(本文)
::::::

今年に入ってから国信大の事務室の電話がIP化したそうです。(新しい国信大の電話番号は050-5438-6933)
IP化により、ただ電話機で受けるだけではない高度な電話サービスを簡単に実現することができます。自動音声応答もその一つですよね。
そこで、久々にちょっと電話ハックということ自動音声応答(Interactive Voice Response, IVR)を自作してみようと思います。
IVRの構築に必要なものは3つあります。1つは当然ですが電話回線が必要ですよね。2つ目も当然ですが自動音声応答で流れる音声です。そして3つ目がIVRを実装するPBXサーバーです。(PBXっていうのは構内交換機のことです。)

::::::

データセットの項目
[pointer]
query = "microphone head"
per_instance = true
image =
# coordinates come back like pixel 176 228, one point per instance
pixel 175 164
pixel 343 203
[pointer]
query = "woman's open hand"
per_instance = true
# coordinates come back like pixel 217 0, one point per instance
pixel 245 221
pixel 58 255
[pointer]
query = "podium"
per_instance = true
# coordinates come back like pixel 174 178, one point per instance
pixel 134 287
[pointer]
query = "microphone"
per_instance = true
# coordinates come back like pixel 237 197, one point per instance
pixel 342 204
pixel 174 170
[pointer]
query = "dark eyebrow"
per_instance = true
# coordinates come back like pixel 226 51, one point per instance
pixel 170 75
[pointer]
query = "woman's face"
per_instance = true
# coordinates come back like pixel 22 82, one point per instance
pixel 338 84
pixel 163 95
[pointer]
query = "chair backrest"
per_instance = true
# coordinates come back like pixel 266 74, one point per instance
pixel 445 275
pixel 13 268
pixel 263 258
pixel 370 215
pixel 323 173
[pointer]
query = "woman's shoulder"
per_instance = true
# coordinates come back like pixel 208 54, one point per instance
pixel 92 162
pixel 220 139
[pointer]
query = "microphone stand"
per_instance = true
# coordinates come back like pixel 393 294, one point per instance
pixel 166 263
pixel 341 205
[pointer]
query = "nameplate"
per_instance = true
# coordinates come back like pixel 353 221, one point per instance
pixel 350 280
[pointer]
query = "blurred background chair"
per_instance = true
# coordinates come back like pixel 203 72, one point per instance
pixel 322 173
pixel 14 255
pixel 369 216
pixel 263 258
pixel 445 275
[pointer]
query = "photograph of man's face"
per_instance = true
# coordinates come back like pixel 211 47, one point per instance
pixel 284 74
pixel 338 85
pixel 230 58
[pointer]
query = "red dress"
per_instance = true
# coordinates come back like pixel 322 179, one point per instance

::::::

(作業指示 A)
IVRの自作を扱った本文で、IVRの構築に必要だと挙げられているものをすべて書き出してください。
(作業指示 B)
IVRの自作を扱った本文のうち、「今年に入ってから国信大の事務」を含む語句で始まり「Voice Response, IVR)を自作してみようと思います。」で終わる部分を、「電話機」を「受話器」に書き換えて示してください。
(作業指示 C)
IVRの自作を扱った本文を、最後の文の次から書き継いでください。

(作業結果 A)
・電話回線
・自動音声応答で流れる音声
・IVRを実装するPBXサーバー

(作業結果 B)
今年に入ってから国信大の事務室の電話がIP化したそうです。(新しい国信大の電話番号は050-5438-6933)
IP化により、ただ受話器で受けるだけではない高度な電話サービスを簡単に実現することができます。自動音声応答もその一つですよね。
そこで、久々にちょっと電話ハックということ自動音声応答(Interactive Voice Response, IVR)を自作してみようと思います。

(作業結果 C)
電話回線についてはSIPでレジストできる回線が必要です。NTTのひかり電話は固定電話の番号のままIP化(VoIP)できるので有名ですね。また、050番号のIP電話は多数の会社が提供していると思います。個人趣味でちょっと電話回線が欲しい場合は楽天コミュニケーションズか提供しているFUSION IP-Phone SMARTとかいいんじゃないかと思います。スマホの通話料金を節約するのに便利なサービスですが、番号が月額無料で発行できるのでありがたいです。無料で050番号が持てるサービスは他には050 Freeとかもあります。
自動音声応答で流す音声ですが、21世紀ですから声優やアナウンサーの友達がいなくても適当な方法で音声合成すればいいですよね。ゆっくりに喋らせてもいいですし、Google翻訳の読み上げ機能を使うこともできます。AWSの音声合成サービスのPollyなんかは完全ではないですが自然に近い音声を合成できるのでおすすめです。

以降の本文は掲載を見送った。